=== RAW DATA ===

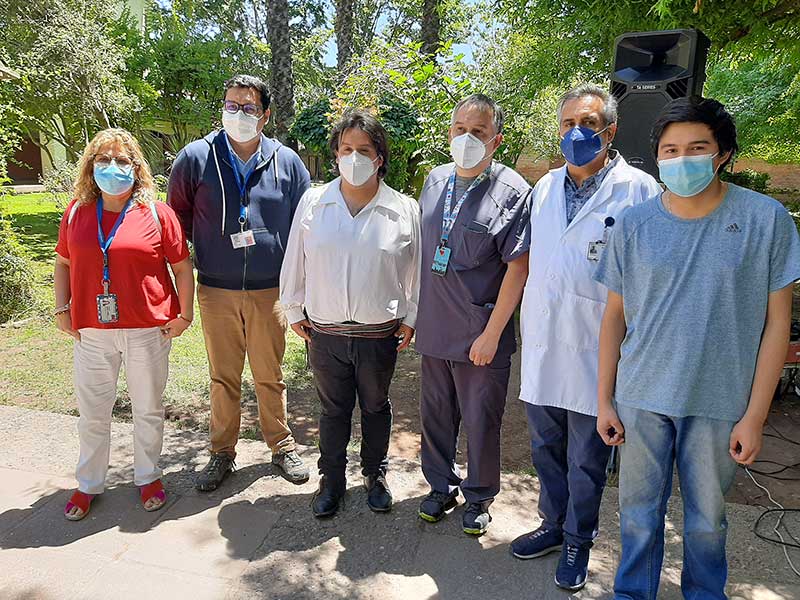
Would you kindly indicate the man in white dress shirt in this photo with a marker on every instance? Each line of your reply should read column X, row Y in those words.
column 350, row 288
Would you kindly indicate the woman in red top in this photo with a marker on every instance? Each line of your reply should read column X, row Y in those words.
column 114, row 295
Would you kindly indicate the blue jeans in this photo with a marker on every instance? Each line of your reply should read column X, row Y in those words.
column 570, row 460
column 699, row 447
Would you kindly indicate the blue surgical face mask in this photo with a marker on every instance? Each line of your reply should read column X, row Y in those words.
column 687, row 176
column 581, row 145
column 113, row 180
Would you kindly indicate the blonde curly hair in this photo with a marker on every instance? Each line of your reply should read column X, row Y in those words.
column 144, row 187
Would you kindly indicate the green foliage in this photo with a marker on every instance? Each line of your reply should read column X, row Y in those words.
column 59, row 183
column 71, row 59
column 16, row 280
column 754, row 180
column 754, row 61
column 764, row 96
column 311, row 127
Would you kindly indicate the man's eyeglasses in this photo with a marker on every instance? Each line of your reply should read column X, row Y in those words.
column 123, row 163
column 251, row 110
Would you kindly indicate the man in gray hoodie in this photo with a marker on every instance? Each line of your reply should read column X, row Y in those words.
column 235, row 192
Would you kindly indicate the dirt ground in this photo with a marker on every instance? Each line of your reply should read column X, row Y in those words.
column 781, row 440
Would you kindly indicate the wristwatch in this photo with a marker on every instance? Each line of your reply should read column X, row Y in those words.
column 60, row 309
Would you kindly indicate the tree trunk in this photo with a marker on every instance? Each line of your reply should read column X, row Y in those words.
column 430, row 27
column 281, row 75
column 343, row 26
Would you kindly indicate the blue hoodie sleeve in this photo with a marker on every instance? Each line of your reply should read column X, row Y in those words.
column 181, row 191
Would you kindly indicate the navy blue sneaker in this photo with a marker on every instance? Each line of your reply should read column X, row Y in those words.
column 436, row 504
column 539, row 542
column 573, row 567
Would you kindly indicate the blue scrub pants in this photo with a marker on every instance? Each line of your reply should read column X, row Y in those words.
column 570, row 460
column 453, row 393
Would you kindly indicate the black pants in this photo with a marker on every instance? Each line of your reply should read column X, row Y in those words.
column 345, row 368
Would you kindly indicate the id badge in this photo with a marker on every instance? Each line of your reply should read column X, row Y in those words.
column 243, row 239
column 441, row 256
column 595, row 250
column 107, row 309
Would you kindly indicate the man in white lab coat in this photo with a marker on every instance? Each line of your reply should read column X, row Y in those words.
column 573, row 210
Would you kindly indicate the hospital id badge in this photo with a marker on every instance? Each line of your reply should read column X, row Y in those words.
column 595, row 250
column 441, row 256
column 243, row 239
column 107, row 309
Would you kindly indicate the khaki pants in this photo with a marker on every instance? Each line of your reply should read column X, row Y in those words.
column 235, row 322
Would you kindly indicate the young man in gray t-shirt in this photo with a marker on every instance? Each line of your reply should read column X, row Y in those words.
column 692, row 344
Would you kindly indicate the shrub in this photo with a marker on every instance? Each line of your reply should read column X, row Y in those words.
column 16, row 288
column 754, row 180
column 59, row 182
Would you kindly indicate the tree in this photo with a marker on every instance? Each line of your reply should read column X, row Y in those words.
column 430, row 26
column 71, row 60
column 343, row 25
column 281, row 74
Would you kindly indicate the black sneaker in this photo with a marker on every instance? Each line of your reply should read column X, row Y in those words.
column 214, row 473
column 539, row 542
column 436, row 504
column 379, row 496
column 292, row 466
column 573, row 567
column 476, row 518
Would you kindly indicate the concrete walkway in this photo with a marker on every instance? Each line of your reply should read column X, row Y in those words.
column 256, row 538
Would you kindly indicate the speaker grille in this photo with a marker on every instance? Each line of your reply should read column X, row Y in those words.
column 618, row 89
column 678, row 88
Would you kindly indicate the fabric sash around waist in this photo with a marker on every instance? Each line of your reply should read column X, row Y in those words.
column 361, row 330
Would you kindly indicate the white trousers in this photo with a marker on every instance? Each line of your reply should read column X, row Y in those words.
column 97, row 358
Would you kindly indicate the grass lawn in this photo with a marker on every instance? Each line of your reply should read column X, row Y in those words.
column 36, row 359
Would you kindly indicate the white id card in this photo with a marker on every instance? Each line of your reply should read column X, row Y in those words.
column 595, row 250
column 107, row 310
column 243, row 239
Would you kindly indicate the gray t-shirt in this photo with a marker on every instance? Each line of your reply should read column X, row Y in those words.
column 695, row 297
column 490, row 231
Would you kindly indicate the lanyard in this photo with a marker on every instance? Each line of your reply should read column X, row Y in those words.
column 241, row 184
column 105, row 244
column 449, row 215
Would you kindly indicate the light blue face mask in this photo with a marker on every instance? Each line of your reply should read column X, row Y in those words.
column 687, row 176
column 113, row 180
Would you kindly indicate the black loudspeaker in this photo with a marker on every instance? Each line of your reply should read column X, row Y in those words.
column 650, row 69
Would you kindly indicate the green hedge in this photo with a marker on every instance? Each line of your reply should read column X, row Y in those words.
column 16, row 278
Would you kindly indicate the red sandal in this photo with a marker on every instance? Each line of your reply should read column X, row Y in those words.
column 81, row 501
column 154, row 489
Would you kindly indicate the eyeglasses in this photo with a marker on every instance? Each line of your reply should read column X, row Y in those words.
column 251, row 110
column 123, row 163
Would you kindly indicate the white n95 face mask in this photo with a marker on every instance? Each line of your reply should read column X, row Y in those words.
column 467, row 150
column 239, row 126
column 356, row 169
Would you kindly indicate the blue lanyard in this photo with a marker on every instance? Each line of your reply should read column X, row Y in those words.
column 241, row 183
column 105, row 244
column 449, row 215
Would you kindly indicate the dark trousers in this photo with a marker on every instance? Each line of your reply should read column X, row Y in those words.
column 345, row 368
column 453, row 392
column 570, row 459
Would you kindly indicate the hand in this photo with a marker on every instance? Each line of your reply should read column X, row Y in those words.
column 175, row 327
column 746, row 440
column 483, row 349
column 302, row 328
column 64, row 323
column 405, row 333
column 610, row 427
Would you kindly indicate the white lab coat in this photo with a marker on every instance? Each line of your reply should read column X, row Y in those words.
column 562, row 305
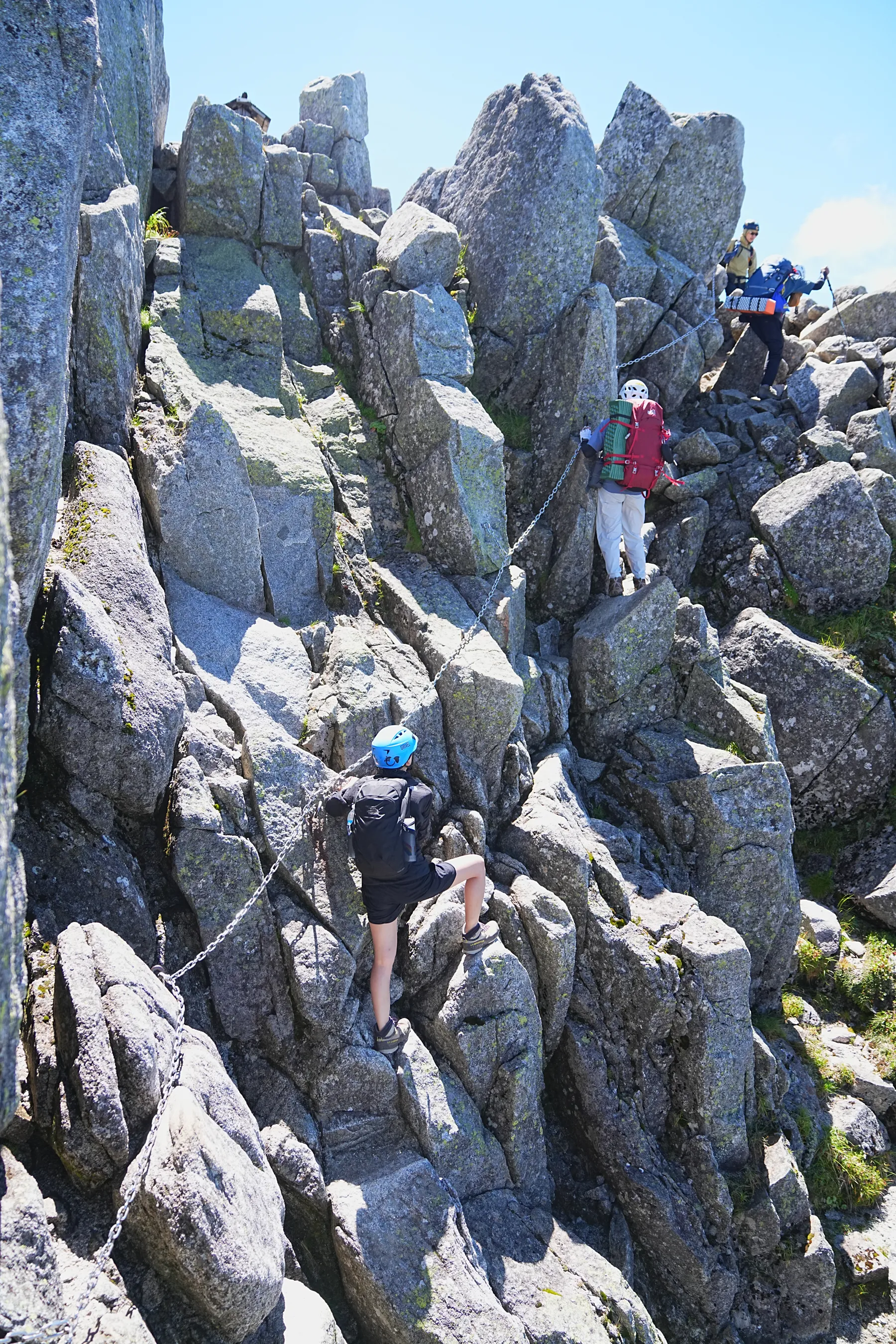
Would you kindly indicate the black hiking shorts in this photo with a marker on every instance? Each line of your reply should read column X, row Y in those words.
column 426, row 878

===

__PROBLEM REQUIREMENTS__
Express all the lines above as a two-column CSV with the header text,answer. Give one row for each line that asks for markers, with that line's wording in the first field and its coordinates in the second; quote each field, turn line breaks into spaces, and leave out the pictures.

__EXERCISE RESPONSE__
text,answer
"Would you kindly indicate the man in white dress shirt in this photo with a marker on every instance? Each line of your reply should read column X, row Y in those words.","column 350, row 288"
"Would you kindly indicate the woman in red top in this photo with a marker on every instance? Each line of your reply should read column X, row Y in those words.","column 114, row 295"
"Would you kindly indicate the blue jeans in this photo with a marker on every instance? Each line of your reply should read column X, row Y in those words.","column 570, row 460 column 699, row 447"
"Would you kindly indicate the blue surgical face mask in this photo with a marker on every instance? Each line of your reply should read column X, row Y in those words.","column 687, row 176 column 581, row 145 column 113, row 180"
"Would you kindly indicate the blonde curly hair in this photo with a marker on every instance? Each line of your reply should read column X, row Y in those words.","column 144, row 187"
"Would you kindly indicate the green foliage in this photo with a marker on every instance? Each line of your reply should read column X, row Y in those words.","column 59, row 183 column 71, row 59 column 16, row 280 column 754, row 180 column 754, row 61 column 764, row 96 column 311, row 127"
"Would you kindly indicate the man's eyeglasses in this photo with a marker on every instance? Each line of your reply should read column X, row Y in those words.","column 123, row 163 column 251, row 110"
"Would you kindly indicate the man in gray hoodie in this photo with a marker on every instance? Each line of your reply should read column X, row Y in those words.","column 235, row 192"
"Would you kindly indicate the dirt ground in this photo with a marker on every instance? Each line of your reply should read column X, row Y in those words.","column 781, row 440"
"Would you kindly indicate the wristwatch in this photo with a marker on every instance? Each line of your reply should read column X, row Y in those words.","column 60, row 309"
"Would you kindly indicate the tree trunk in this photo with a marker on every instance? Each line of your reply should read column X, row Y in those words.","column 430, row 27 column 281, row 75 column 343, row 26"
"Would you kindly indicate the blue hoodie sleeve in this photo with a marker on every instance? Each line of your reply should read column X, row Y in those words.","column 181, row 191"
"Would you kindly indicate the navy blue sneaker in this photo with a marker on every instance? Each line of your reply should read column X, row Y in those words.","column 436, row 504 column 539, row 542 column 573, row 567"
"Would you kindly indicate the blue scrub pants in this photo with a marker on every instance? Each line of your reply should read column X, row Y in those words.","column 570, row 460 column 453, row 393"
"Would you kindly indicate the black pants in this photo with a marker on every instance? Each line of your reply should read column X, row Y in those words.","column 345, row 368"
"Would you kindly indicate the id badge in this photo with a marker on every instance? Each line of your reply should read column X, row Y in those words.","column 243, row 239 column 441, row 256 column 595, row 250 column 107, row 309"
"Would you kindly indicate the man in white lab coat in this photo with a marker on every instance? Each line of your reply should read column X, row Y in those words.","column 573, row 210"
"Would you kindly indicate the hospital id badge in this photo with a marker on every instance? Each line of your reply should read column X, row Y in those words.","column 595, row 250 column 441, row 256 column 243, row 239 column 107, row 309"
"Would you kindly indicate the khaki pants in this photo with a marker on every instance? Each line of your reply should read column X, row Y in those words.","column 235, row 322"
"Would you kindly indicate the young man in gray t-shirt in this photo with a marker on every instance? Each line of your reply should read column X, row Y in those words.","column 692, row 344"
"Would you kindly indicate the shrub in this photo with a marker on every instance? Each line of your reply should read column X, row Y in those words.","column 16, row 288 column 754, row 180 column 59, row 182"
"Would you kindly indicate the tree in this photo with a marker on every instance? Each line of your reply should read column X, row Y in those words.","column 430, row 26 column 71, row 60 column 343, row 25 column 281, row 74"
"Would you kindly indicate the black sneaker in this photo with a marker on every instance? Each line of your reply should read column X, row Y in those words.","column 214, row 473 column 539, row 542 column 436, row 504 column 379, row 496 column 292, row 466 column 573, row 567 column 476, row 518"
"Would you kindly indicate the concrete walkway in this photo with a marker on every instance? Each line of your reply should read column X, row Y in those words.","column 256, row 538"
"Would you kindly indicate the speaker grille in this photo with a marker on every instance? Each line of your reply should read column X, row Y in those words.","column 618, row 89 column 678, row 88"
"Would you kindly indicate the fabric sash around waist in this photo with a marker on every instance? Each line of your reply should read column X, row Y in those words.","column 361, row 330"
"Would you kindly indicate the white trousers in this photo with a marker on every instance? Each line of your reply should read column X, row Y in those words.","column 97, row 358"
"Would you kindly indicate the grass lawn in this photo with a marker on every instance? Each line of your reply should read column X, row Y in those words.","column 36, row 359"
"Would you kindly indicate the white id card in this photo with a marker on every instance? Each line of your reply should read column X, row Y in those words.","column 595, row 250 column 107, row 310 column 243, row 239"
"Would you kindly indicate the gray t-shirt in this photo with a marker on every instance? Each line of your reply should read column X, row Y in those words.","column 695, row 297 column 490, row 231"
"Would you kindly indicate the lanyard in this photo with a marker on every instance? Each line of your reply should read column X, row Y in those words.","column 241, row 184 column 105, row 244 column 449, row 215"
"Would you kindly indicate the light blue face mask in this photo with a marker on every instance? Each line of your reply should read column X, row Y in those words.","column 687, row 176 column 113, row 180"
"Would you kindly indicate the black loudspeaker in this photo with a marker on every instance? Each line of your reply should read column X, row Y in those words.","column 650, row 69"
"Would you kindly indicate the green hedge in this photo with a marker on every instance? Each line of your reply should read column X, row Y in those words.","column 16, row 278"
"Would you kindly indicate the red sandal in this photo with a marker on every instance? Each line of your reply should read column X, row Y in those words.","column 81, row 501 column 154, row 489"
"Would you kindly indicate the eyeglasses in this photo with a marker on every instance? Each line of your reply should read column X, row Y in those words.","column 251, row 110 column 123, row 163"
"Would you kindly indicate the white n95 face mask in this photo with a marker on every instance? Each line of your reply should read column X, row Y in those words.","column 467, row 150 column 239, row 126 column 356, row 169"
"Would you kindly indicate the blue lanyard in this photo with a marker on every instance? Each line of your reply should read column X, row Y in those words.","column 241, row 183 column 105, row 244 column 449, row 215"
"Would you kindly indicate the dark trousers in this photo with a marker on every instance? Each line of your reply should read column X, row Y in those words.","column 345, row 368 column 453, row 392 column 570, row 459"
"Would you kindly indicate the hand in this photo with a marker on every instance? Each line of your reply should read column X, row Y in those words.","column 175, row 327 column 746, row 440 column 483, row 349 column 302, row 328 column 64, row 323 column 405, row 333 column 610, row 427"
"Would you kindly indicate the white lab coat in this photo with a marker on every instance? Each line of your reply should read column X, row Y in those words.","column 562, row 305"
"Would you kindly indicate the black hiking shorts in this photo with a marker on every instance? Each line of your reply should read column X, row Y in those words.","column 426, row 878"